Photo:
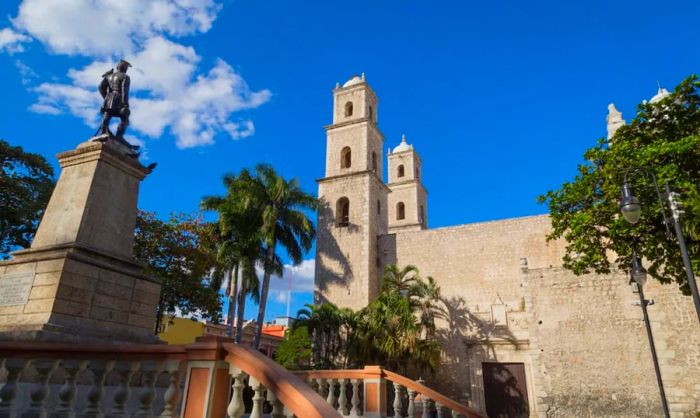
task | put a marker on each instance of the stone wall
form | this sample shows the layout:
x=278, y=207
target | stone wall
x=581, y=340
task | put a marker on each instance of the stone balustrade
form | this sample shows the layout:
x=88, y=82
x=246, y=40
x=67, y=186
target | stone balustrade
x=374, y=392
x=201, y=380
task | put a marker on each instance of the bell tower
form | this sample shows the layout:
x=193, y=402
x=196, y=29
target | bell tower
x=354, y=200
x=408, y=206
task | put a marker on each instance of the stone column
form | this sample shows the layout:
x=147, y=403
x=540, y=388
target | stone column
x=78, y=281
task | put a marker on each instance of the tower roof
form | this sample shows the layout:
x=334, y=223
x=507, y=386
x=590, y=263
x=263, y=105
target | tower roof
x=354, y=80
x=403, y=146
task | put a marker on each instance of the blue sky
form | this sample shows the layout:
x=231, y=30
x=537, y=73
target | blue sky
x=500, y=98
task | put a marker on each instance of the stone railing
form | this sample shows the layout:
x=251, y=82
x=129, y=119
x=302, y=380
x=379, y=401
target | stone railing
x=373, y=392
x=201, y=380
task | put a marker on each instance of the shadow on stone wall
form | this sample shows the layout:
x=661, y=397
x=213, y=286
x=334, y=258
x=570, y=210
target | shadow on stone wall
x=468, y=340
x=330, y=251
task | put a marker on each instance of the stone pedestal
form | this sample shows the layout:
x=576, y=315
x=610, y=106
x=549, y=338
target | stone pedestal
x=78, y=281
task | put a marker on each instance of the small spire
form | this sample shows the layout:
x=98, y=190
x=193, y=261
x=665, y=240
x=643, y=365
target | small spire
x=614, y=120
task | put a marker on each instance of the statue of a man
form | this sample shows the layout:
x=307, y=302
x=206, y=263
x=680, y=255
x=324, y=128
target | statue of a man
x=114, y=89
________________________
Given instruction:
Reproduce all of the data above word for word, leaving out the image.

Problem solution:
Photo:
task | put a marker on each instance of the stone wall
form | this sample shows the layout:
x=278, y=207
target | stone wall
x=581, y=340
task | put a marker on each instance of the stone balustrade
form | this sample shows the layout:
x=88, y=82
x=246, y=40
x=67, y=186
target | stone balustrade
x=374, y=392
x=201, y=380
task | put a marker on each instance of the bell tower
form | this sample shows the layout:
x=193, y=402
x=196, y=29
target | bell tower
x=354, y=200
x=408, y=206
task | put a marker on each instance of the stone column
form | this sample shows the layout:
x=147, y=403
x=540, y=388
target | stone column
x=78, y=281
task | put a marker on each instance of the tower roof
form | this sample shows the layout:
x=334, y=223
x=507, y=386
x=590, y=263
x=263, y=105
target | tower roof
x=354, y=80
x=403, y=146
task | put a marker on each instance of the blue sky
form | this sample shows the layout:
x=231, y=30
x=537, y=73
target | blue sky
x=500, y=98
task | put a marker on each instance of the stone railing
form | this sample shows the layout:
x=251, y=82
x=129, y=119
x=302, y=380
x=379, y=401
target | stone railing
x=373, y=392
x=201, y=380
task | put a marker on each instance of the shadow on stone wall
form | this sample shows the layout:
x=661, y=397
x=213, y=286
x=334, y=258
x=570, y=210
target | shadow on stone wall
x=468, y=340
x=330, y=251
task | put a marker on each instance of the stone pedestal
form | this sample shows the layout:
x=576, y=315
x=610, y=106
x=549, y=338
target | stone pedestal
x=78, y=281
task | put a marker on each instance of the small spire
form | this sample shows the layout:
x=98, y=190
x=193, y=261
x=665, y=240
x=643, y=365
target | small spire
x=614, y=120
task | put a marker on each instance of the statue of a man
form | this sample shows the layout:
x=307, y=302
x=206, y=263
x=680, y=255
x=324, y=128
target | statue of a man
x=114, y=89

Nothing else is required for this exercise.